Would you reproduce each line below exactly, leaving every picture out?

── Data ──

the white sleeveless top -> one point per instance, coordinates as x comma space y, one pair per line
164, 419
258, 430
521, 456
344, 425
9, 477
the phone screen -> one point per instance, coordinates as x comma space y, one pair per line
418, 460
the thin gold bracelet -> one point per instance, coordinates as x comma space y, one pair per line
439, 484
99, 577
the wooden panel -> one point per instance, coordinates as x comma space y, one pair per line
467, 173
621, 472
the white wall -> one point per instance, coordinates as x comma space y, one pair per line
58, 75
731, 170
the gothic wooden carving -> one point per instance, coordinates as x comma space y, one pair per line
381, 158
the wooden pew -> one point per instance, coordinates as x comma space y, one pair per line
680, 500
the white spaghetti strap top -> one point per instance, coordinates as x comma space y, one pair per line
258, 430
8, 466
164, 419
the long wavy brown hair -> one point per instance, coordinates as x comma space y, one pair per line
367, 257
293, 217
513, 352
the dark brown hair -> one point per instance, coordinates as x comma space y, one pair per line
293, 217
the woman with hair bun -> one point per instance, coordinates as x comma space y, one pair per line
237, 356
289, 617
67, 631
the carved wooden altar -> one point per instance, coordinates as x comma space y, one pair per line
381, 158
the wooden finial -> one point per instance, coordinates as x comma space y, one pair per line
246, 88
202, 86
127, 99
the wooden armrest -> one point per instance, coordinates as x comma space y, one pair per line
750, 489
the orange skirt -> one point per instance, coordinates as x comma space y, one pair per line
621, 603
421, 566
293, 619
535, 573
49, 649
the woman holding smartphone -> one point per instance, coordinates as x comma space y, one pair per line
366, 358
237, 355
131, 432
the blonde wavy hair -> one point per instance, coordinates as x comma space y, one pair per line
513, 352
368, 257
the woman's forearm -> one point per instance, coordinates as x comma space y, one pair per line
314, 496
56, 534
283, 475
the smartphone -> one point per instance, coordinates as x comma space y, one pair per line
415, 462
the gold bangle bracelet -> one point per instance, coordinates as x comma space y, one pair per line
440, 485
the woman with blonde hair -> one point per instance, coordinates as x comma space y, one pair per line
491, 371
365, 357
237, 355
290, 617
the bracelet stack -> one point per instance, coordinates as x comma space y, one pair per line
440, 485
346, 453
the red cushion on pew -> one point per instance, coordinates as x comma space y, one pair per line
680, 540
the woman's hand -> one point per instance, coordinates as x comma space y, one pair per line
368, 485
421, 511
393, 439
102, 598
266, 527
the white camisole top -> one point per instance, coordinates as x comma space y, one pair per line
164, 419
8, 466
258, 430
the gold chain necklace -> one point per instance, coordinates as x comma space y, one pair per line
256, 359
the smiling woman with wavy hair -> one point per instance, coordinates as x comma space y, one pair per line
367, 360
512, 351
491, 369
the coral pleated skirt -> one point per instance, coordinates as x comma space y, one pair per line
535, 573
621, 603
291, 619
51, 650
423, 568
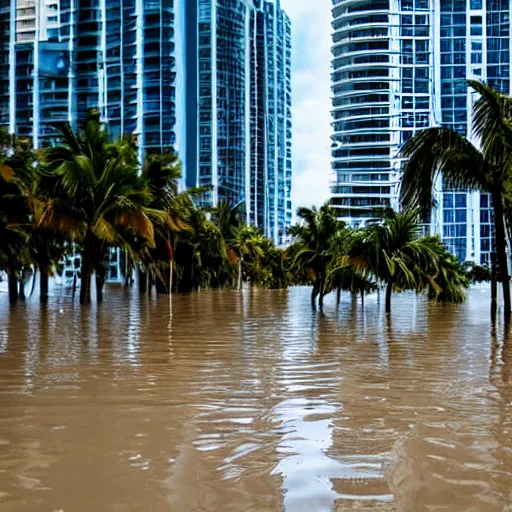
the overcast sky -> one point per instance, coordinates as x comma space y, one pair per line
311, 33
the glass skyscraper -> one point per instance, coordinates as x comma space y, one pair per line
67, 56
238, 134
401, 66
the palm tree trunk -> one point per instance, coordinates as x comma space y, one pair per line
501, 251
389, 292
322, 292
85, 273
22, 286
13, 287
314, 293
43, 284
143, 281
85, 287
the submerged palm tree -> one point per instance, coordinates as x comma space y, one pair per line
485, 167
99, 199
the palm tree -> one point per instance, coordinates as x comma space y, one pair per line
450, 282
485, 167
311, 247
395, 254
99, 199
228, 219
351, 280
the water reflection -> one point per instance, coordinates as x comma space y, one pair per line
252, 401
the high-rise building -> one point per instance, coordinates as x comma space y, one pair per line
238, 133
399, 67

───

◆ Problem solution ◆
the white sleeveless top -> one point per instance, coordinates as x comma space y, one pair per line
164, 419
258, 430
521, 456
344, 425
9, 477
the phone screen -> one point per instance, coordinates as x comma space y, one pair per line
418, 460
the thin gold bracelet -> one point per instance, coordinates as x comma space y, one pair per line
439, 484
99, 577
the wooden panel -> one point per instance, coordinates as x comma space y, one pair per line
467, 173
621, 472
the white wall -> one point per instance, coordinates as x comma space y, one pair per line
58, 75
731, 170
the gothic wooden carving -> one point per instance, coordinates as x comma space y, one pair per line
381, 158
the wooden pew -> one point per instance, coordinates as x comma space y, one pair per line
680, 500
the white spaghetti strap top -> one point per instance, coordinates as x comma space y, one pair per line
258, 430
8, 466
164, 419
the long wavy brown hair -> one point per instance, coordinates as x comma space y, one pair per line
367, 257
293, 217
513, 352
the dark brown hair -> one point per instance, coordinates as x comma space y, one pair per line
293, 217
the woman with hair bun -> one point per instance, coordinates as x comma space y, one pair per line
237, 356
289, 617
67, 631
the carved wooden altar -> one point per instance, coordinates as x comma space y, one pair per line
381, 158
the wooden finial -> one point per instance, coordinates as x comma space y, one pair per line
246, 88
202, 86
127, 99
the wooden armrest -> one point per instance, coordinates as x comma space y, one pair per line
750, 489
the orange skirt -> one point per instance, coordinates as x comma space y, one pair per line
621, 603
421, 566
293, 619
535, 573
49, 649
the woman holding smartphone -> one point per instance, coordinates as x comma space y, one pair per line
366, 358
237, 355
131, 432
the blonde wavy hair -> one point per instance, coordinates as x comma space y, one pair per line
513, 352
368, 257
the woman's forearm -> one point per instance, coordinates as x comma space y, one pair per line
314, 496
56, 534
283, 475
the smartphone -> one point per instance, coordinates as x comma space y, one pair per line
415, 462
the gold bangle bracelet -> one point per instance, coordinates as x comma space y, one pair per line
440, 485
the woman with blonde hair -> one point per instance, coordinates as x comma space y, one pair per line
491, 371
365, 357
237, 355
290, 617
the bracelet stack -> one point per instance, coordinates as x comma space y, one pair per line
440, 485
346, 453
the red cushion on pew -> one point per instance, coordinates as x comma space y, one pair per line
680, 540
the woman's hand -> one point per instance, coordinates as x comma space y, one pair per line
368, 485
421, 511
393, 439
102, 598
266, 527
the white camisole top -> one point per instance, coordinates as x comma space y, one pair per line
164, 419
8, 466
258, 430
the gold chain necklace -> one point per instance, coordinates as x comma space y, one pair per line
256, 359
the smiling woman with wavy hair -> one point per instance, coordinates as x comma space y, one pair per line
367, 360
512, 351
491, 369
the coral pleated skirt -> one point per instance, coordinates as x comma space y, one pair per line
535, 573
621, 603
291, 619
51, 650
423, 568
the overcast sky -> one point per instance, coordinates as x comma space y, one pair per line
311, 33
the glass skyscraper -> one point per instance, coordinates as x comma space y, one pair per line
67, 56
238, 134
401, 66
the palm tree trunk -> one point per instance, coordinates as x comma space y, one pair per line
501, 251
389, 292
322, 292
85, 273
22, 286
13, 287
314, 293
43, 284
143, 281
85, 287
the submerged palm tree -> one point per instance, coordinates as x comma space y, one pair per line
485, 167
99, 199
the palm tree -> one point per instance, coordinates as x comma space y, one pair per line
450, 282
485, 167
311, 247
395, 254
99, 199
228, 219
351, 280
the water reflection -> one point per instance, coordinates as x comma space y, one pair per line
252, 401
the high-rise building -> one point per instance, coordinates as x comma space y, one pair per line
238, 133
399, 67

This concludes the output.